_Your tasks_.
1) In the article on Krasnaya Polyana, echo everything from "Dashed Hopes" down to "coming Russian offensive.", word for word.
2) Render this sentence from the article on Krasnaya Polyana in Spanish: "Russia was finally able to turn an army of 200,000 men with over 200 cannon against the rebellious peoples of the North Caucasus."

_Document section_.
Krasnaya Polyana: Breaking the 150 Years of Silence (Part One)

Publication: Eurasia Daily Monitor Volume: 10 Issue: 103

Franz Roubaud's painting, "Scene from the Caucasian War" (Source: Wikimedia Commons)

After the Crimean (a.k.a. Eastern) war of 1853–1856 and the signing of the Treaty of Paris in 1856 ending that war, the Russian Empire began to turn toward the final conquest of the Caucasian mountaineers.  Russia was finally able to turn an army of 200,000 men with over 200 cannon against the rebellious peoples of the North Caucasus. This episode began when the new viceroy of the Caucasus, General Aleksandr Baryatinsky, managed to destroy and capture the noted resistance leader Imam Shamil in the village of Gunib in mountainous Dagestan in three years, thereby establishing full control over Chechnya and Dagestan giving Russia control of the Eastern Caucasus. With Shamil’s capture, Russia could revert back to the conquest of the Western Caucasus and its indigenous inhabitants, the Circassian and the Abkhaz tribes who resided in the littoral areas of the Black Sea—the same area where the 2014 Sochi Olympics will be held next February, and the location of the battlefield of Krasnaya Polyana, the final battle of Circassian resistance against Tsarist Russia’s imperial advance southward.

Dashed Hopes

After the defeat and capture of Shamil in 1859, the Cherkess and the Ubykhs sensed that Russia would renews its efforts to subjugate the Circassians and began to prepare feverishly for the new offensive by the Tsarist army. Turkish small sailing vessels frequented the harbors of the eastern shores on Black Sea, bringing gunpowder and other ammunition to Circassian units for the coming Russian offensive.

Simultaneous with these efforts, the valiant leaders of the “mountaineers” in the Western Caucasus continued to make desperate diplomatic efforts to receive protection from the European powers, particularly, England and France, which had participated in the Crimean War against Russia.  Focusing on the British consulate, which was established in the city of Sukhum (prior to that the consulate was situated in the capital of the Caucasus vice regency in Tbilisi), the mountaineers maintained contacts as the English representatives appeared to favor the mountaineers’ aspirations. The noted Abkhaz historian of Soviet times, Professor Georgy Dzidzaria wrote in his seminal research, “Muhajirs and the Problems of Abkhaz History of the 19th Century”: “In August 1861, the Ubykh elders Izmail Barakai-ipa Dziash and Haji Kerentukh-Berzek addressed the British Consul Dixon in Sukhumi with a letter through the Sadzian noble Abich Samekh. The elders asked the Consul to bring to the attention of the British government that Russian armies were encroaching upon their independence and that the Russian General Yevdokimov was besieging their homeland. After a short while, the participants of the meeting of Mejlis (a.k.a. The Great Free Assembly) decreed to dispatch a special mission to Constantinople, Paris and London to ask for protection. To cover the expenses incurred by the mission, all households living between Tuapse to Adler were required to contribute funds to finance the trip to Europe. The same Izmail Dziash headed the mission…”

_Records_.
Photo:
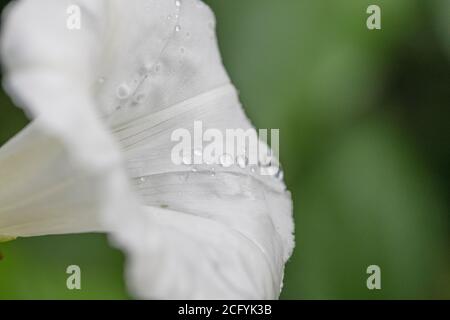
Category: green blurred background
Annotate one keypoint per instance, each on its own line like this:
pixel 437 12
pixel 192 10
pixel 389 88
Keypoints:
pixel 364 123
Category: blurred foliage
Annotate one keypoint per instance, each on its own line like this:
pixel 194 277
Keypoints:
pixel 363 117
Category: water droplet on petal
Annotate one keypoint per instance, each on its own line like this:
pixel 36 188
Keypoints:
pixel 198 152
pixel 187 160
pixel 242 161
pixel 226 160
pixel 139 98
pixel 123 91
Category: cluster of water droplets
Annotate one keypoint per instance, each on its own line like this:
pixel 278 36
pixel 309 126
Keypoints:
pixel 266 167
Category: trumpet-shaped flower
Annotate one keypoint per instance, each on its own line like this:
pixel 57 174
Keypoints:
pixel 104 98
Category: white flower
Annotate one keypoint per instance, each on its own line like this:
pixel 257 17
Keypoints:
pixel 96 158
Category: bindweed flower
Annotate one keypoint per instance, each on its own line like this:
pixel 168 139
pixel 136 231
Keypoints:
pixel 104 98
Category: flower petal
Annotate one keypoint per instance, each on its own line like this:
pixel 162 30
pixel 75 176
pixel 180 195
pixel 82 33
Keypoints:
pixel 105 100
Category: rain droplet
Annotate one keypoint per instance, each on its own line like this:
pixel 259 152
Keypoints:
pixel 187 160
pixel 226 160
pixel 123 91
pixel 157 68
pixel 270 171
pixel 139 98
pixel 242 161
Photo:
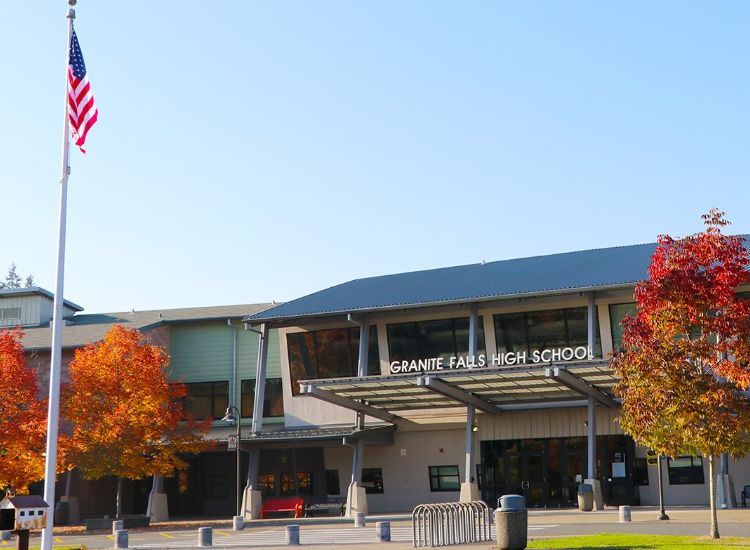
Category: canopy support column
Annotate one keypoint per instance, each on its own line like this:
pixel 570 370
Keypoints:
pixel 356 497
pixel 469 487
pixel 157 508
pixel 591 318
pixel 251 498
pixel 592 478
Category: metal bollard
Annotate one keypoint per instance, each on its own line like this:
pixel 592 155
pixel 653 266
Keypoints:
pixel 383 531
pixel 511 523
pixel 624 514
pixel 359 519
pixel 292 535
pixel 121 538
pixel 205 536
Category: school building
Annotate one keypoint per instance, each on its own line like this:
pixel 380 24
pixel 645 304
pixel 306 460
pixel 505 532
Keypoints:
pixel 450 384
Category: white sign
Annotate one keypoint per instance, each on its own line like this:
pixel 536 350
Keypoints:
pixel 507 359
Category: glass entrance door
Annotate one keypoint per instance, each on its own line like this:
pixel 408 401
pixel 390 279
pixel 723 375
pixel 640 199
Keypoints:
pixel 534 487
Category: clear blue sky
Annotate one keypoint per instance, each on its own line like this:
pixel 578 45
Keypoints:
pixel 254 151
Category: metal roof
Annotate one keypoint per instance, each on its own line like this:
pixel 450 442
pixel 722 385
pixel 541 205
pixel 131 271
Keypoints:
pixel 618 267
pixel 491 389
pixel 32 290
pixel 86 328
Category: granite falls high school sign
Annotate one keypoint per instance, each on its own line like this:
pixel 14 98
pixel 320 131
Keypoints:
pixel 506 359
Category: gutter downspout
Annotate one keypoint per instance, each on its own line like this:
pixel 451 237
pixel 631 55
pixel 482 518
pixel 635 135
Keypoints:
pixel 233 389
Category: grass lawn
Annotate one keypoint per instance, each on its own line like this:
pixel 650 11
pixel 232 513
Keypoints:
pixel 642 542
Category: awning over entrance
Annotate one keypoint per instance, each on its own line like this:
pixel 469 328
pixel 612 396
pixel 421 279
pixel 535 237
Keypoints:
pixel 371 435
pixel 490 389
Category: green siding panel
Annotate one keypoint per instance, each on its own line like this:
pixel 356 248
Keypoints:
pixel 202 352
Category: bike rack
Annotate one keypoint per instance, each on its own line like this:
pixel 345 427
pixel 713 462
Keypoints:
pixel 449 523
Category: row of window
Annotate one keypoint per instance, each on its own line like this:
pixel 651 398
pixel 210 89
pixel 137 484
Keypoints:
pixel 10 312
pixel 442 478
pixel 683 470
pixel 333 353
pixel 211 399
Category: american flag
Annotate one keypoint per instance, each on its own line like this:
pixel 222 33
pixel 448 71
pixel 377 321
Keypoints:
pixel 82 110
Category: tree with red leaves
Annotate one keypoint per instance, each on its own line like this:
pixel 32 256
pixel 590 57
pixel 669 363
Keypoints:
pixel 127 419
pixel 687 350
pixel 22 417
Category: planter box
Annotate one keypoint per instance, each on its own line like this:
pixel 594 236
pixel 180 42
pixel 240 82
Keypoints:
pixel 131 522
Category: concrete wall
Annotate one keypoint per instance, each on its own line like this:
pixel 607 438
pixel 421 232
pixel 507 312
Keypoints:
pixel 698 494
pixel 406 480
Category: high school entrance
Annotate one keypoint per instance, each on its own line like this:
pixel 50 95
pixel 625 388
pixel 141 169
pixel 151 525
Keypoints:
pixel 548 471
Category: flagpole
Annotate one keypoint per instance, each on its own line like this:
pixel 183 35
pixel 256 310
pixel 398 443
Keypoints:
pixel 50 465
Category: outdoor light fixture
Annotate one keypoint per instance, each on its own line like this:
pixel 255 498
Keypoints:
pixel 229 416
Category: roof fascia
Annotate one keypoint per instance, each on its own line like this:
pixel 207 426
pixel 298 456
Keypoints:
pixel 294 320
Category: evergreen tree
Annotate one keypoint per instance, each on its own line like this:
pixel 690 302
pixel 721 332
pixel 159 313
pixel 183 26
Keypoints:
pixel 14 280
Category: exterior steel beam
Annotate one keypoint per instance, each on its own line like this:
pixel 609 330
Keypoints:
pixel 562 376
pixel 438 386
pixel 352 404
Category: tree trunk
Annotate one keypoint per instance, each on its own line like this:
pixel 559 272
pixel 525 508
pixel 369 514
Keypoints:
pixel 118 509
pixel 712 498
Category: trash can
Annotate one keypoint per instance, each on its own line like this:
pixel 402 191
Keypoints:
pixel 511 523
pixel 585 497
pixel 62 513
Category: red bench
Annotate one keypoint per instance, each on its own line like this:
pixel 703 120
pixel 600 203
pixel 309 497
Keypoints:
pixel 283 505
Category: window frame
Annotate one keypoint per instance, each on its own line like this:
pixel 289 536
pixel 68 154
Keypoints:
pixel 267 405
pixel 436 478
pixel 329 474
pixel 696 471
pixel 524 315
pixel 213 397
pixel 374 489
pixel 419 344
pixel 373 364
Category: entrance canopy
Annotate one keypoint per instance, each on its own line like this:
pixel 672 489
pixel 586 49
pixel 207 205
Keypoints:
pixel 490 389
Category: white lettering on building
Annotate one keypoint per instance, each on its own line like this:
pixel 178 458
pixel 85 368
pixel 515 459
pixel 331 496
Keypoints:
pixel 506 359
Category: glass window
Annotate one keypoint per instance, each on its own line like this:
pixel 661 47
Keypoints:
pixel 207 399
pixel 332 482
pixel 273 403
pixel 10 313
pixel 427 339
pixel 641 471
pixel 215 486
pixel 267 483
pixel 332 353
pixel 617 312
pixel 548 329
pixel 444 478
pixel 372 480
pixel 685 470
pixel 302 485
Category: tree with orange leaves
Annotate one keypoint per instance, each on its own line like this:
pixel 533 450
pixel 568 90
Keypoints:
pixel 126 418
pixel 22 417
pixel 687 351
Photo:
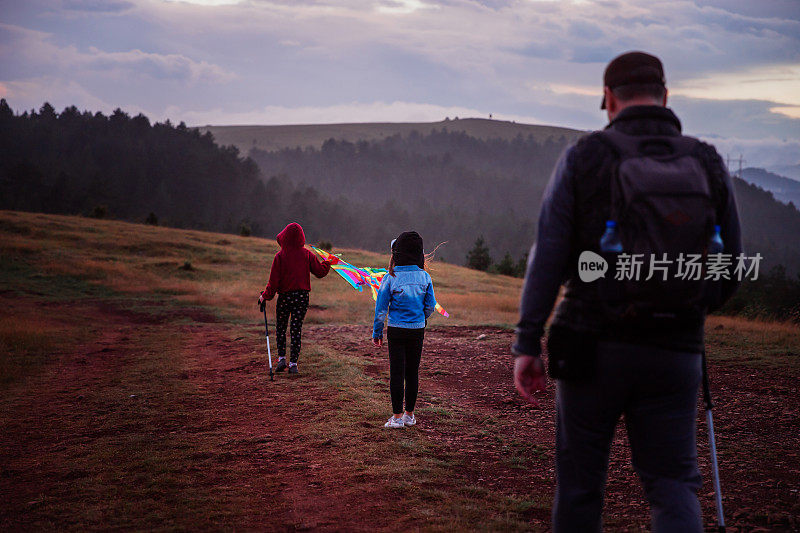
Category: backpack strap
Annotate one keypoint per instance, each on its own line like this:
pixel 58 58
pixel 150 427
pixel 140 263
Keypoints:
pixel 664 147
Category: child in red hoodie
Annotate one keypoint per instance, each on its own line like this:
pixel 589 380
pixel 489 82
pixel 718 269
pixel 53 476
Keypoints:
pixel 289 278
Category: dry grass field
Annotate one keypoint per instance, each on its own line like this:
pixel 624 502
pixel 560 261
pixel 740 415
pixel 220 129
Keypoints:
pixel 134 395
pixel 277 137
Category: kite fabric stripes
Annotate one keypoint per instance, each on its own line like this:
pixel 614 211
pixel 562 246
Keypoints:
pixel 358 277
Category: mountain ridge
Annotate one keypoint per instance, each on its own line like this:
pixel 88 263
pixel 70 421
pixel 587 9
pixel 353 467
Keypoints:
pixel 277 137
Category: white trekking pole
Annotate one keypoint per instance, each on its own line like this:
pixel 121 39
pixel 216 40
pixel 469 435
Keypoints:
pixel 713 444
pixel 269 352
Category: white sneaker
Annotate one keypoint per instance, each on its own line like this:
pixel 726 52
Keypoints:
pixel 409 420
pixel 394 423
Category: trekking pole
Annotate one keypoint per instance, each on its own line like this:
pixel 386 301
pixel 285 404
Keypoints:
pixel 269 352
pixel 713 444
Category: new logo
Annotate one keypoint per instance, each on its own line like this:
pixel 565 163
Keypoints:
pixel 591 266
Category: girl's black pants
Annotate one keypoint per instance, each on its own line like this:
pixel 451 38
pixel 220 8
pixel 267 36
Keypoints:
pixel 294 304
pixel 405 352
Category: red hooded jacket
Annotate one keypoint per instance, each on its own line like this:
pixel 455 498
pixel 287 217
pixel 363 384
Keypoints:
pixel 292 264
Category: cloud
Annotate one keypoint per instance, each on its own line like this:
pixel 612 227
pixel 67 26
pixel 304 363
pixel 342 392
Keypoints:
pixel 32 53
pixel 157 66
pixel 732 68
pixel 97 6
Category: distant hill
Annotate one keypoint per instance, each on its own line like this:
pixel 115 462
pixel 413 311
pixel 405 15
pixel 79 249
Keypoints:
pixel 790 171
pixel 271 138
pixel 447 184
pixel 783 189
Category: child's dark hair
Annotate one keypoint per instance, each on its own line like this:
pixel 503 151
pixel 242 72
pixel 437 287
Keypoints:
pixel 427 259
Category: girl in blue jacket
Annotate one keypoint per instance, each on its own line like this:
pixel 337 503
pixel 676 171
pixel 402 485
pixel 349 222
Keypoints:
pixel 406 294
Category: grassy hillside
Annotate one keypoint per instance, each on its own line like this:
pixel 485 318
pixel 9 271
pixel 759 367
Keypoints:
pixel 79 257
pixel 135 396
pixel 278 137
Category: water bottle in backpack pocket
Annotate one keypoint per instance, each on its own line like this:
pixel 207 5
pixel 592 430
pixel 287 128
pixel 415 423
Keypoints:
pixel 663 206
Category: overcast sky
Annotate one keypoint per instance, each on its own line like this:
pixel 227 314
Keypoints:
pixel 732 67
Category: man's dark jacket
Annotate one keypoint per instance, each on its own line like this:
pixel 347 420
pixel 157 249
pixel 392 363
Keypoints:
pixel 575 207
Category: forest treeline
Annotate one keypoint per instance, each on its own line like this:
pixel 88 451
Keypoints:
pixel 124 167
pixel 449 186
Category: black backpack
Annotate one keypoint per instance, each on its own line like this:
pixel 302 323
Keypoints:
pixel 663 202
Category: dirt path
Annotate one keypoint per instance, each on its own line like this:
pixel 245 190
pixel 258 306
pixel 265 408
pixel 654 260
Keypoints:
pixel 169 421
pixel 468 368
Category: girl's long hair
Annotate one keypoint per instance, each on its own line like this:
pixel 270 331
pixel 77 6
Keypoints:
pixel 428 259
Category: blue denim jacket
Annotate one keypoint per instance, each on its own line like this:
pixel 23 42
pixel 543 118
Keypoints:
pixel 407 297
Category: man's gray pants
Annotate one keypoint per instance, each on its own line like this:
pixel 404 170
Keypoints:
pixel 656 390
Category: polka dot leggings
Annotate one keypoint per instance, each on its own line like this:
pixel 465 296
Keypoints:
pixel 294 303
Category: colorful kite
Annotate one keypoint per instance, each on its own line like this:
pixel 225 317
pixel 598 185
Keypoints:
pixel 358 277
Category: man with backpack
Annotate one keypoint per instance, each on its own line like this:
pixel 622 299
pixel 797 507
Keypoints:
pixel 637 194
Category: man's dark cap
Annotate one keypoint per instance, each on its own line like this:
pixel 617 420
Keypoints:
pixel 633 68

_Answers to the problems_.
1)
Dashed Hopes

After the defeat and capture of Shamil in 1859, the Cherkess and the Ubykhs sensed that Russia would renews its efforts to subjugate the Circassians and began to prepare feverishly for the new offensive by the Tsarist army. Turkish small sailing vessels frequented the harbors of the eastern shores on Black Sea, bringing gunpowder and other ammunition to Circassian units for the coming Russian offensive.

2) Rusia por fin pudo dirigir un ejército de 200.000 hombres con más de 200 cañones contra los pueblos rebeldes del Cáucaso Norte.